__Passage__:

==================================================

Example tokens tf.Tensor([  6   1 266  41  23  12   1   1  23   1  41   7], shape=(12,), dtype=int64)
Back to text [START] [UNK] world this is a [UNK] [UNK] is [UNK] this [END]


### Processing the data

Now, we'll:
1. Map the data through the text processors we just made.
2. Shift the target data, so that our network is provided with a history of generated tokens.

In [10]:
def process_text(context, target):
	return context_text_processor(context), target_text_processor(target)

def add_target_history(context, target):
	# .to_tensor(): Converts from RaggedTensors to Tensors.
	# We give our network the history as target_in
	target_in = target[:, :-1].to_tensor()
	target_out = target[:, 1:].to_tensor()
	return (context.to_tensor(), target_in), target_out
dataset_train = dataset_train.map(process_text).map(add_target_history).repeat()
dataset_validate = dataset_validate.map(process_text).map(add_target_history)

In [11]:

def inspect_dataset(dataset: tf.data.Dataset):
	target_vocab = np.array(target_text_processor.get_vocabulary())

==================================================

__Problem details__: Write what comes next in the TensorFlow data-processing notebook, starting right after its final line. The records after this point are not needed.

==================================================

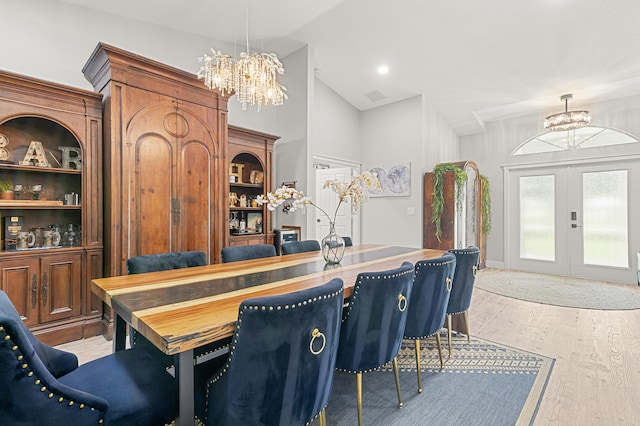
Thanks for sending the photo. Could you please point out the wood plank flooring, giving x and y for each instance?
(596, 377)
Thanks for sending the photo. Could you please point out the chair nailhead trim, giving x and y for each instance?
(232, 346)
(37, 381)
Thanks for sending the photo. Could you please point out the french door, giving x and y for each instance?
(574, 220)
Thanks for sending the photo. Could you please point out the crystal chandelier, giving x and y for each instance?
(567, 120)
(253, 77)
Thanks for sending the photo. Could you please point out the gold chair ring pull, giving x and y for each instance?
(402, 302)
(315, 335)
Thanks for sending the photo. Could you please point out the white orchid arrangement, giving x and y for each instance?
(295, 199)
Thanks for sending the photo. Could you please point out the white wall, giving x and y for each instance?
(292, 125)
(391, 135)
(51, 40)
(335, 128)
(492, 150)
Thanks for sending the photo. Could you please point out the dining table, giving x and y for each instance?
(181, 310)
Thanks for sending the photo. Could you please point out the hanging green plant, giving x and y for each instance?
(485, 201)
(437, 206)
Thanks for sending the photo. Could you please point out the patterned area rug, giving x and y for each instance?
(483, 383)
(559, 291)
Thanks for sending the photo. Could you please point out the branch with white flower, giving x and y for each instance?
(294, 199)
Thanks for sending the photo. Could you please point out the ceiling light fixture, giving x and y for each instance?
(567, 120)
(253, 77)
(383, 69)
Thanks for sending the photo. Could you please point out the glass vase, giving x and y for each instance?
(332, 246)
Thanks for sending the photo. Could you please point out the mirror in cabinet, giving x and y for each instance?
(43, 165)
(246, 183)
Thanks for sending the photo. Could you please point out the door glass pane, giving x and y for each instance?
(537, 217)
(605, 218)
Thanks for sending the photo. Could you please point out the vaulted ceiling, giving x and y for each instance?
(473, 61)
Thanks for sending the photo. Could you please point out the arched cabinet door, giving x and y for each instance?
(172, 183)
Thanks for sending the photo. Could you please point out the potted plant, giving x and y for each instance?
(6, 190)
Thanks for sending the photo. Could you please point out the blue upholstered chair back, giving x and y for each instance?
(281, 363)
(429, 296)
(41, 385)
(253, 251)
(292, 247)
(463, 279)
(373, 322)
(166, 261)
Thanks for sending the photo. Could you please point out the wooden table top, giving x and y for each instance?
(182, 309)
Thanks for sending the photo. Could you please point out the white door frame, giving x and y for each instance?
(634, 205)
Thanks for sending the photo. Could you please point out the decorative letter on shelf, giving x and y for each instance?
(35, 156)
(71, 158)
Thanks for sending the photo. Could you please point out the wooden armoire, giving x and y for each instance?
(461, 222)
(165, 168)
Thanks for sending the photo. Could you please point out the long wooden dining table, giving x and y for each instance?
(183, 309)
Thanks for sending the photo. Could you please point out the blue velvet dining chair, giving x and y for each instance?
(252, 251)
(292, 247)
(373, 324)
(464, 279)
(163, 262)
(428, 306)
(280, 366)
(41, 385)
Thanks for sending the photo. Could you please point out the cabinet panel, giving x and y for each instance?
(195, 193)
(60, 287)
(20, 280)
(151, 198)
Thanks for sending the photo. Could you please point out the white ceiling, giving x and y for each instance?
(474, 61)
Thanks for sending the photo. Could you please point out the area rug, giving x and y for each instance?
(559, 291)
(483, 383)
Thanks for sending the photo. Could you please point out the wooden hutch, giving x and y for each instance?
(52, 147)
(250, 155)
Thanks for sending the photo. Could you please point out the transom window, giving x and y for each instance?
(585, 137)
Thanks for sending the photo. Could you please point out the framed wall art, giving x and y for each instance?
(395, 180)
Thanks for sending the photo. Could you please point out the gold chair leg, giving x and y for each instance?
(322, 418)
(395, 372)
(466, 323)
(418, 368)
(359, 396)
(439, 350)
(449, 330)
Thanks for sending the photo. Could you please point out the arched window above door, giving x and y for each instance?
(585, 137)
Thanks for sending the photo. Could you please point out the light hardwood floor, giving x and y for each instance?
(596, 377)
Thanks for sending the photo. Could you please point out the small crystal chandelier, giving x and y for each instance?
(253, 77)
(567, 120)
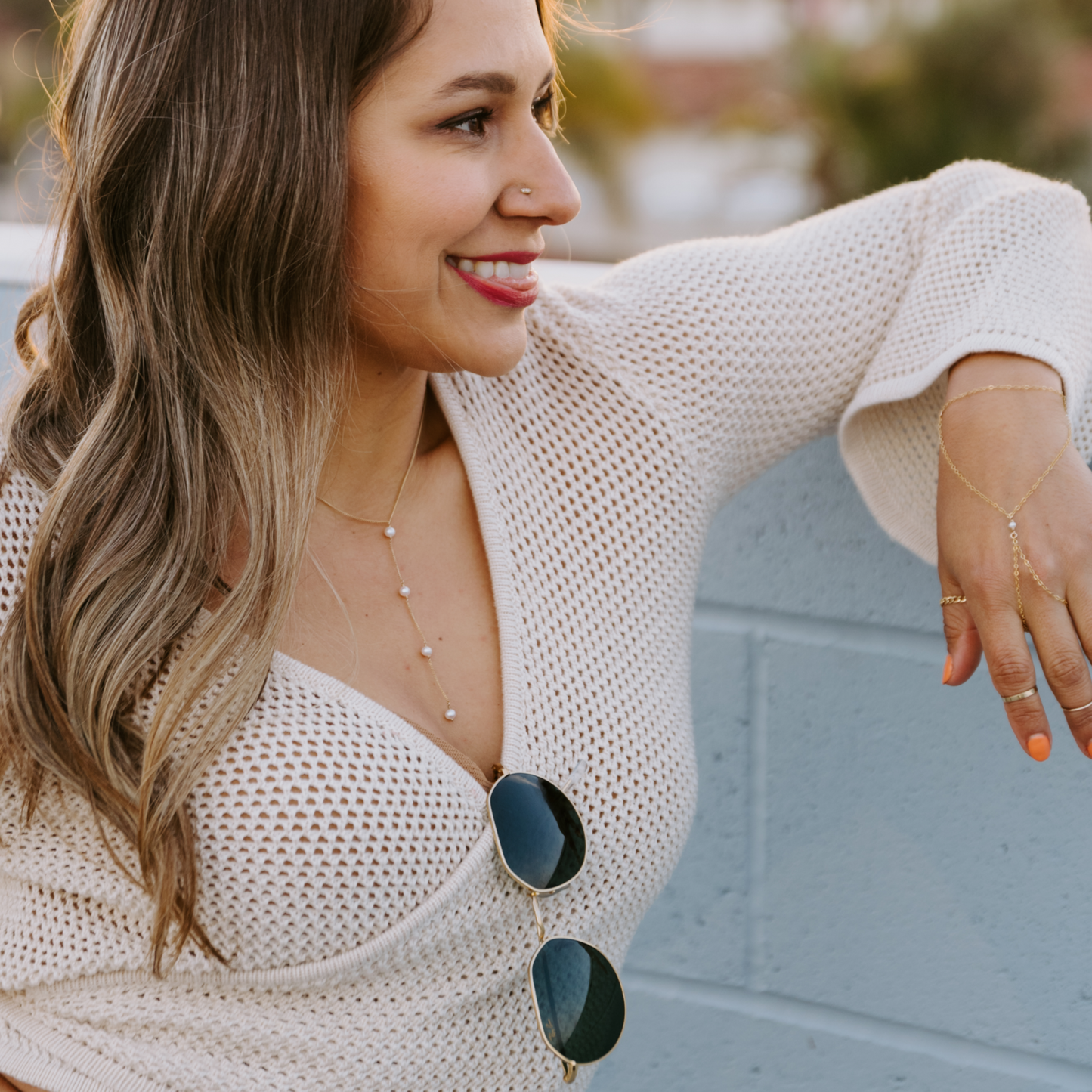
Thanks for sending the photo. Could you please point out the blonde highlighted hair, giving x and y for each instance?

==================================================

__Exercise response__:
	for (context, target_in), target_out in dataset.take(1):
		context_words = context_vocab[context[0]]
		print('context', ','.join(context_words))
		print('target_in', ','.join(target_vocab[target_in[0]]))
		print('target_out', ','.join(target_vocab[target_out[0]]))

inspect_dataset(dataset_train)

context [START],excited,beyond,his,usual,calm,[UNK],franz,rose,with,the,[UNK],and,was,about,to,join,the,loud,[UNK],[UNK],that,followed,but,suddenly,his,purpose,was,arrested,his,hands,fell,by,his,sides,and,the,[UNK],[UNK],[UNK],on,his,lips,[END],,,,,,,,,,,,,,,,,,,,,,
target_in [START],[cap],excited,beyond,his,usual,calm,[UNK],,,[cap],franz,rose,with,the,[UNK],,,and,was,about,to,join,the,loud,,,[UNK],[UNK],that,followed,but,suddenly,his,purpose,was,arrested,,,his,hands,fell,by,his,sides,,,and,the,half,-,uttered,[UNK],[UNK],on,his,lips,.,,,,,,,,,,,,,,,,,,,,,,,,,,,,,,,,
target_out [cap],excited,beyond,his,usual,calm,[UNK],,,[cap],franz,rose,with,the,[UNK],,,and,was,about,to,join,the,loud,,,[UNK],[UNK],that,followed,but,suddenly,his,purpose,was,arrested,,,his,hands,fell,by,his,sides,,,and,the,half,-,uttered,[UNK],[UNK],on,his,lips,.,[END],,,,,,,,,,,,,,,,,,,,,,,,,,,,,,,,


## Model

### The encoder

See https://www.tensorflow.org/text/tutorials/nmt_with_attention#the_encoder

In [12]:
class Encoder(tf.keras.Layer):
	def __init__(self, text_processor, units: int):
		"""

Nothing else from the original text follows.